_Stated goal:_
Copy the records below, switching every "point out" to "mark" and keeping everything else the same.

_Data:_

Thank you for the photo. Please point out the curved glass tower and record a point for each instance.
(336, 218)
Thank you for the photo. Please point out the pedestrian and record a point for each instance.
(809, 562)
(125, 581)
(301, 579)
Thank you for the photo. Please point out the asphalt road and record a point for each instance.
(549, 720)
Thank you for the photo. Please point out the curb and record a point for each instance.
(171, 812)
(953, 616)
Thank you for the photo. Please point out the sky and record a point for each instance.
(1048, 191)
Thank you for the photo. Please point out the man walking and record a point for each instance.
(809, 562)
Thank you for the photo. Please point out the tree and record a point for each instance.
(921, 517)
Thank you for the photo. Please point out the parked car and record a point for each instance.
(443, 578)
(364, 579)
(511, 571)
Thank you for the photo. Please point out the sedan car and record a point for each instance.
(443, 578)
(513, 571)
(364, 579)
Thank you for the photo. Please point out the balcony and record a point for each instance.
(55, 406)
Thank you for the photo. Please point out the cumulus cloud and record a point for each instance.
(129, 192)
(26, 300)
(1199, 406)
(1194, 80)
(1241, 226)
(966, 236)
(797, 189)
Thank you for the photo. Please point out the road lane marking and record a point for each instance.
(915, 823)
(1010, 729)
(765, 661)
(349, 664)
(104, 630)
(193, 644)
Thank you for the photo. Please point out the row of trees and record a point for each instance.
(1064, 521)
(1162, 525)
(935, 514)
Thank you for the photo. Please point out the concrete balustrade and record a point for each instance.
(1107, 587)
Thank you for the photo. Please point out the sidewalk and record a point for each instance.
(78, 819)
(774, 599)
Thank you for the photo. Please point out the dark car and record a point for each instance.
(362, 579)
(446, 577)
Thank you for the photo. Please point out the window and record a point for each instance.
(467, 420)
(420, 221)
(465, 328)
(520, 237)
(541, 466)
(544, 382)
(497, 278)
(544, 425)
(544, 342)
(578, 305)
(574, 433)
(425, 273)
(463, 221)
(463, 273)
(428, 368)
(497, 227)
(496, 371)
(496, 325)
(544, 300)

_Expected answer:_
Thank you for the photo. Please mark the curved glass tower and record a point for each instance.
(336, 218)
Thank you for the photo. Please mark the pedestrian and record a point for each instance.
(809, 562)
(125, 581)
(301, 579)
Thank you for the photo. Please mark the asphalt road and record a point for each instance.
(549, 720)
Thank you for the photo. Please mark the curb and record a point for each instance.
(171, 812)
(953, 616)
Thank you for the photo. Please mark the sky and record a point for each instance.
(1048, 191)
Thank you for the photo. Please mark the man walking and record a point for each instance.
(809, 562)
Thank you for the photo. Please mark the tree and record a point for each instance.
(921, 517)
Thank you for the photo. Please mark the parked car and record a point for each instance.
(443, 578)
(364, 579)
(511, 571)
Thank you for the photo. Please mark the sedan car and record a point for each instance.
(443, 578)
(513, 571)
(364, 579)
Thank you for the photo. Please mark the balcony and record a point for each instance.
(55, 406)
Thank you for the photo. Please mark the cumulus cloud and record a point for each instance.
(129, 192)
(26, 300)
(1199, 406)
(1194, 80)
(1241, 226)
(966, 236)
(797, 189)
Thank you for the photo. Please mark the road lane marking and record a point for each instance.
(915, 823)
(1010, 729)
(765, 661)
(349, 664)
(104, 630)
(193, 644)
Thank you for the photo. Please mark the row of trees and record a point for each instance.
(1064, 521)
(1162, 525)
(935, 514)
Thank you for the photo. Please mark the concrete balustrade and record a point for each instance.
(1107, 587)
Thank you for the photo. Please mark the sidewalk and record a point for each instance.
(78, 819)
(774, 599)
Thank you for the photo. Please mark the dark car and record a point for each instance.
(362, 579)
(446, 577)
Thank you for the photo. Please mark the window and record a point for each instance.
(467, 420)
(420, 221)
(465, 328)
(520, 237)
(541, 466)
(544, 382)
(497, 278)
(544, 425)
(544, 342)
(578, 305)
(574, 433)
(425, 273)
(463, 221)
(463, 273)
(428, 368)
(497, 227)
(496, 371)
(496, 325)
(544, 300)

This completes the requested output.